Reading text:

= Beginning of Section =

What This Means for You
If you are a part-time worker in North Carolina who has been injured on the job, do not let an insurance adjuster or even a well-meaning HR representative tell you that your part-time status limits your rights. It does not. What it does affect is the math behind your weekly check, and that math has more moving parts than most people realize, particularly if your schedule varied in the months before your injury, you worked more than one job, or you were relatively new to the position when you were hurt.
If your average weekly wage was calculated using a method that doesn’t reflect your actual earning pattern, that calculation can be challenged before the North Carolina Industrial Commission. This is exactly the kind of detail that benefits from a second set of eyes before you accept a number an insurer hands you.
If you’ve been injured at work in Durham or anywhere in the surrounding area, the Durham workers’ compensation lawyers at Constantinou & Burkert can review how your benefit was calculated and whether it reflects what the law actually requires. You can learn more about the firm’s overall approach to injury claims on the Durham personal injury lawyers page.

= End of Section =

Listed entries:
= Beginning of Section =

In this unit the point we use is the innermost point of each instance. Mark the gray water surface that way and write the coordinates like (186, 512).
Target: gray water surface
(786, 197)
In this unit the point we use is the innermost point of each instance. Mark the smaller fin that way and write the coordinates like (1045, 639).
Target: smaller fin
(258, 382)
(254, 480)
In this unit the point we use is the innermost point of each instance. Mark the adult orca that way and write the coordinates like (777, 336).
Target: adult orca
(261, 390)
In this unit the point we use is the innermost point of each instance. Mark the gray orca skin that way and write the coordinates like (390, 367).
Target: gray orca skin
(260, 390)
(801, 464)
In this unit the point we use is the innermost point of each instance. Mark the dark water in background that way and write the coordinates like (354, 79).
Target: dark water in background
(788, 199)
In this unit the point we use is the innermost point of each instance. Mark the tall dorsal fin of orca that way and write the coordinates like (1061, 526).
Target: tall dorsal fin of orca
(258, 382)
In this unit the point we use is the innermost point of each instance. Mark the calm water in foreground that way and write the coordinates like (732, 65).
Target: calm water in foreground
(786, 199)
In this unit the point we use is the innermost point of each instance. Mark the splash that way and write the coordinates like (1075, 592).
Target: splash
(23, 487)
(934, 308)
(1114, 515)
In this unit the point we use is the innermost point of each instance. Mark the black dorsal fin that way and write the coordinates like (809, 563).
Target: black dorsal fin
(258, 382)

= End of Section =
= Beginning of Section =

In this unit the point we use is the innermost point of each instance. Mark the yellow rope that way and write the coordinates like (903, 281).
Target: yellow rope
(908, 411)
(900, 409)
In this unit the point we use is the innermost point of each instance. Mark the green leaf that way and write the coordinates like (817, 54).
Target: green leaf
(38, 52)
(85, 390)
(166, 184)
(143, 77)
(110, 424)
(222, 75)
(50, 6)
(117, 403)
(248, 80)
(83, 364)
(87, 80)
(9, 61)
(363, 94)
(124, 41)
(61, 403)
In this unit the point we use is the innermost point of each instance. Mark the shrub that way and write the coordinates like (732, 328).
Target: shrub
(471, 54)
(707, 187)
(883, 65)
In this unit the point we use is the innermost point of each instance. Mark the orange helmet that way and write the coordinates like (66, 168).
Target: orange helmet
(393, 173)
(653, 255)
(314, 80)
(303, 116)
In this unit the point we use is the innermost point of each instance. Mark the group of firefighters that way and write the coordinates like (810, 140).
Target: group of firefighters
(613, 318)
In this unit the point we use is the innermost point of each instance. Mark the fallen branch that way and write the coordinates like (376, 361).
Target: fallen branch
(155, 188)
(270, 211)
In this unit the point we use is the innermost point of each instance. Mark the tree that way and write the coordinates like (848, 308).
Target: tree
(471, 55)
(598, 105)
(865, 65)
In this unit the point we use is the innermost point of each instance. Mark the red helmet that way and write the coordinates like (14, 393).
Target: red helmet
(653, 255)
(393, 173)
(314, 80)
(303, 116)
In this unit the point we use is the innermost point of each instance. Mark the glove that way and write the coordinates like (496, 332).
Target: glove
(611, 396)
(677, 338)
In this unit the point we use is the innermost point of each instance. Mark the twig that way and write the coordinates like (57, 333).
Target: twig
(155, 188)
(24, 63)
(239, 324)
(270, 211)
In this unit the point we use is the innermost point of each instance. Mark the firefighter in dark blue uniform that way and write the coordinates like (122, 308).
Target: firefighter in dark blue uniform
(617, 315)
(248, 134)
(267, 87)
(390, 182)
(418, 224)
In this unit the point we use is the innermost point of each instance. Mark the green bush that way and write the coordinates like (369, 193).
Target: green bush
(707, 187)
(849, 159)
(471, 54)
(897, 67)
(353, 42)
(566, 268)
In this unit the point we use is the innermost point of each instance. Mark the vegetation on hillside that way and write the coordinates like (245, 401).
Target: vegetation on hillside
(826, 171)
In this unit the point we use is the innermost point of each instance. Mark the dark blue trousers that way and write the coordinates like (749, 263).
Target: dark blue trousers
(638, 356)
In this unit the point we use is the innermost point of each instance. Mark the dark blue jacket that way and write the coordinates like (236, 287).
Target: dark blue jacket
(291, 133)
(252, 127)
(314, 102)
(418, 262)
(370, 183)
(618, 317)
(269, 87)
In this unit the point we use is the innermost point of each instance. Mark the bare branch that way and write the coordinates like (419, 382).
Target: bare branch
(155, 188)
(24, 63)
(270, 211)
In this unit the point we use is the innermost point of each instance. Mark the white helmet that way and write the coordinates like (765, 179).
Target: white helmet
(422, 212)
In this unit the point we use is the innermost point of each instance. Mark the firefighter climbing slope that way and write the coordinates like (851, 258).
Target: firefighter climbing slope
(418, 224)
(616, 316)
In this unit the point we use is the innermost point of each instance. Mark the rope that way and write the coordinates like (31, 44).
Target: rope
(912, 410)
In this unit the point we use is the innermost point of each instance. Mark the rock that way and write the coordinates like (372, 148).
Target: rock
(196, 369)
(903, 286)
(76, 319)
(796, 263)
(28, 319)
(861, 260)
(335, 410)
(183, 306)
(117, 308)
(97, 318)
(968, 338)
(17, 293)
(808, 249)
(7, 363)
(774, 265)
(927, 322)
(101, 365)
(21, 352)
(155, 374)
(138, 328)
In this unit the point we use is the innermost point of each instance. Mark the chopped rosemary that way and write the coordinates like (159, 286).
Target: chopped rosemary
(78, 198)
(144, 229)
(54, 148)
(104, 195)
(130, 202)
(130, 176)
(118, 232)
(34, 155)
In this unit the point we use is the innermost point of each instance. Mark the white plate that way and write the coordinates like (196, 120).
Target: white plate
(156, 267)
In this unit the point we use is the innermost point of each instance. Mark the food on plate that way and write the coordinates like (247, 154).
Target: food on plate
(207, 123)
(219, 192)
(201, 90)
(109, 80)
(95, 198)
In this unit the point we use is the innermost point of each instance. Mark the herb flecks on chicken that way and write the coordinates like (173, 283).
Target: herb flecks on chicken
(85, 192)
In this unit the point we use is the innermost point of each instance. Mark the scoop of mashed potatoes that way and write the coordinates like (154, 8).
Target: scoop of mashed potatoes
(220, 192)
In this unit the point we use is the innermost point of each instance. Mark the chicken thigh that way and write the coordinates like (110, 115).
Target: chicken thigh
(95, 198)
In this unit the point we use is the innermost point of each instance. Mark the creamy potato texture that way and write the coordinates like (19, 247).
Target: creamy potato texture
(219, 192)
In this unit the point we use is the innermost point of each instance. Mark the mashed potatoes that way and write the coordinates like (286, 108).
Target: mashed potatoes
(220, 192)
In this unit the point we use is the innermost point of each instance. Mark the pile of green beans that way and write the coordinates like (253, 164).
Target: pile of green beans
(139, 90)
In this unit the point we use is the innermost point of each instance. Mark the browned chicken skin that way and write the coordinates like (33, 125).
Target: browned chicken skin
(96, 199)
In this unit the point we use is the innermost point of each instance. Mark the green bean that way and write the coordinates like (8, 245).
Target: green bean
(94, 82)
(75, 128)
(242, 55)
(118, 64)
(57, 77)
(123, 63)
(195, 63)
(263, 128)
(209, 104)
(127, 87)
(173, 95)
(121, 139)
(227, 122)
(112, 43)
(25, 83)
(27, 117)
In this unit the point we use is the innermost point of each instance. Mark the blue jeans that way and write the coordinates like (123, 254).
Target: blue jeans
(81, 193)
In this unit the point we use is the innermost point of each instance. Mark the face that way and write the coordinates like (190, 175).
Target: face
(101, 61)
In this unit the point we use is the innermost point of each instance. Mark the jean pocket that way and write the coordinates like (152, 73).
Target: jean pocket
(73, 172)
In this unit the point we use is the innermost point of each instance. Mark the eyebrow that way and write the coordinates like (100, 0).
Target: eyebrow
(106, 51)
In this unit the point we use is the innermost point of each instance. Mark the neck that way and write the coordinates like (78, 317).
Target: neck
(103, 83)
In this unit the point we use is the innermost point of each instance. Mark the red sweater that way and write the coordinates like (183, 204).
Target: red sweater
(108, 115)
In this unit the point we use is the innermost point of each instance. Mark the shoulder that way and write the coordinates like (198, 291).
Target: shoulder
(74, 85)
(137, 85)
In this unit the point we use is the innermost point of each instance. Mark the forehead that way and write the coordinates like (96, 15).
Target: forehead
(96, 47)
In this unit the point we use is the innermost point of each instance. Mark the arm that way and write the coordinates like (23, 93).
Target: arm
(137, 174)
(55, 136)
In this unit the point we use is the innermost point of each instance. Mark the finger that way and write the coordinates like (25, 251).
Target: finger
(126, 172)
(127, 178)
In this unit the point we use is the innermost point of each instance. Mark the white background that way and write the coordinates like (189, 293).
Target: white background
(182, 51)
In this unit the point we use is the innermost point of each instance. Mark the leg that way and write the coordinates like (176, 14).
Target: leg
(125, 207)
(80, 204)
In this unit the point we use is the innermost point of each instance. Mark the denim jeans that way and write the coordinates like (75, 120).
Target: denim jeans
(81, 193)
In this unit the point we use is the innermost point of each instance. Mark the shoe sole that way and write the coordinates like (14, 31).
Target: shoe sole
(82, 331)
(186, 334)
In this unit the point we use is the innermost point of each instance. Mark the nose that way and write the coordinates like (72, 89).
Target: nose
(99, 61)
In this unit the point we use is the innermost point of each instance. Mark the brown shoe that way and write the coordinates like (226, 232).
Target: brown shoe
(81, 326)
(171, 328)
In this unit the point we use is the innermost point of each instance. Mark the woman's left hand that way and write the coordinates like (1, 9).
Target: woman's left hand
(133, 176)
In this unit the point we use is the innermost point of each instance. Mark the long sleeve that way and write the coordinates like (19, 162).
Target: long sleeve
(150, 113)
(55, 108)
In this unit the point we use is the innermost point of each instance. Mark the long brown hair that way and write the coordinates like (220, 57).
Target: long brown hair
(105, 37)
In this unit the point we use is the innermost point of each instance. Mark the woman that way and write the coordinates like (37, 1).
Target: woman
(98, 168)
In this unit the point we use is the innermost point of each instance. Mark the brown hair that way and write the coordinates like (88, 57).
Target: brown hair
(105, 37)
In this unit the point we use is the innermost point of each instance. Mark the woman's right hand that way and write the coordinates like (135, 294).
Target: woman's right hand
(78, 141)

= End of Section =

Problems to solve:
**A)** Answer these questions about the workers' compensation text:
(i) What does part-time status affect, according to the text?
(ii) Before which body can an average weekly wage calculation be challenged?
(iii) Which firm's Durham workers' compensation lawyers can review how a benefit was calculated?
**B)** Reproduce the part of the workers' compensation text starting at "If your average" and ending at "insurer hands you.".

Task responses:
**A)**
(i) The math behind your weekly check
(ii) The North Carolina Industrial Commission
(iii) Constantinou & Burkert

**B)**
If your average weekly wage was calculated using a method that doesn’t reflect your actual earning pattern, that calculation can be challenged before the North Carolina Industrial Commission. This is exactly the kind of detail that benefits from a second set of eyes before you accept a number an insurer hands you.